__WHAT IS EXPECTED__: According to the spring-mass-damper transcript, what serves as the inertial reference frame in the spring mass damper system?

__SOURCE EXCERPT__:
Remember that here f are the forces acting on a point, always
defined to be positive if the force would cause a positive acceleration.
And A is the acceleration.
The second time derivative of the position of the point.
to find B positive, if the acceleration is to the right.
The acceleration, A, is also the first time derivative
of the velocity, v sub m of the point.
Lastly remember that v sub m of the mass, is always assumed
to be measured relative to what is called an an inertial reference frame.
In the case of the spring mass damper
system, the inertial reference frame is the wall.
That is, we measure velocities with respect to the wall.
This diagram could represent a lot of things, like the shocks
on a car or bicycle, or even this Slinky, where now
we think of the bottom of the Slinky as having mass
and the rest of the Slinky as having the spring characteristics.
If I hold the
Slinky horizontally, then gravity has no effect on the linear motion.
But if I hold it vertically, then, of course, the Slinky will oscillate
and that means that gravity is acting as an external force on the system.
The Slinky is a good example to keep in mind because the model
we choose to use really depends on what behavior we are trying to model.
If the Slinky only oscillates like this, then probably the model
that I just told you about will do a good job.
If however, we create extra oscillations like this,
then probably it won't do such a good job, because there are too
many oscillations in the system and such a simple model won't capture them all.
Hence, your engineering judgment really matters.
You cannot just blindly write down a model and expect it to be valid.
Let's look at a model of a mass with a spring and a damper.
The sum of the forces are equal to the mass times acceleration.
So we get F external, minus the spring force,
minus the damping force, because of our sign conventions.
And those are equal to mass times acceleration, which we know is equal
to mass times the second time derivative of the position of the spring.
We already know from lecture three that v sub d is equal to x sub s dot,
giving F external, and now we're going to plug
in the constitutive law, and we're going to plug in
the damping part of the constitutive law as well.
Now that is equal to mass times the second derivative.
Now notice that x sub s shows up everywhere in this equation.
Now, if we solve for x sub s double dot, we get, x sub s double dot
is equal to minus k over m, x sub s minus b
over n, x sub s dot, plus F external over m.
This is a linear
constant-coefficient second-order ordinary differential equation
in the position of the spring, x sub s.

[Excerpts of labeled region data]
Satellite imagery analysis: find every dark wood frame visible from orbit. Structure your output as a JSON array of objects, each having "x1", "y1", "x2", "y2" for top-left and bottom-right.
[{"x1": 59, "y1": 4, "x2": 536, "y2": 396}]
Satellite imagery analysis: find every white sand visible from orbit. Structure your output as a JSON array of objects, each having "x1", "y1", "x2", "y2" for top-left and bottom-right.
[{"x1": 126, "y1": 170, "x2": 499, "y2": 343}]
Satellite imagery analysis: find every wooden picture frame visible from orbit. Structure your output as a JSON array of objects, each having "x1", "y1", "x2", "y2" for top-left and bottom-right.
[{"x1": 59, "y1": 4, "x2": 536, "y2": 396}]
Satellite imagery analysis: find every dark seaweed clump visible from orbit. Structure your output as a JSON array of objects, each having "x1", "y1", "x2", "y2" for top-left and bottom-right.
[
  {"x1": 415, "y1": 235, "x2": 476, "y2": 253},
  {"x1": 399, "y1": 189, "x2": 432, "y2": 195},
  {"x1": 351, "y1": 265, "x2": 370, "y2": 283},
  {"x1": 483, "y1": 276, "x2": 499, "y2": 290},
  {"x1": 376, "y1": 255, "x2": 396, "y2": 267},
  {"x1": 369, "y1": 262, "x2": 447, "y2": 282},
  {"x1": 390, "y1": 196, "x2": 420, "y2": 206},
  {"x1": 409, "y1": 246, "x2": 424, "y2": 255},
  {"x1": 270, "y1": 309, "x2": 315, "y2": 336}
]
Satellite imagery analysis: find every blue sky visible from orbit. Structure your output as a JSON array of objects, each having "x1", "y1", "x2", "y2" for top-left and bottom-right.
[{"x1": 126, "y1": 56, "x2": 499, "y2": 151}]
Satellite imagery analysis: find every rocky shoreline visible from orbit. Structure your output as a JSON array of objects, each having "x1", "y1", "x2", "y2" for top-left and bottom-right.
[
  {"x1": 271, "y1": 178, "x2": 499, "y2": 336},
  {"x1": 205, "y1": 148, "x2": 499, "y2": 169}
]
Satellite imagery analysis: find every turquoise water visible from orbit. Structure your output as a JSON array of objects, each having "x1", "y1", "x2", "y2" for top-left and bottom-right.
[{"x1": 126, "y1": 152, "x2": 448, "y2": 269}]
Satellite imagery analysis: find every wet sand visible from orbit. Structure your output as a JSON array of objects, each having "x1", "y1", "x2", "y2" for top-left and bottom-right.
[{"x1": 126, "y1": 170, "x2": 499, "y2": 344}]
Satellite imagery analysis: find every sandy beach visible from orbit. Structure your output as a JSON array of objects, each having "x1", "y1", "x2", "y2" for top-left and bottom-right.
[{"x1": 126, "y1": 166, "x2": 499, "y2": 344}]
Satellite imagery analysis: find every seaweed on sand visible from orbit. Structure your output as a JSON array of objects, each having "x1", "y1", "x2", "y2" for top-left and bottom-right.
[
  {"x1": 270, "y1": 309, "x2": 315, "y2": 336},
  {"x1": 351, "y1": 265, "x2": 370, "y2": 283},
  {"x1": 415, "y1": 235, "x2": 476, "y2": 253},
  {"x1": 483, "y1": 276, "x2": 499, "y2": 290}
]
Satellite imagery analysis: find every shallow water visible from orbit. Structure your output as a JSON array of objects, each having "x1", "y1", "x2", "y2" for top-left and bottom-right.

__FINAL RESULT__: The wall.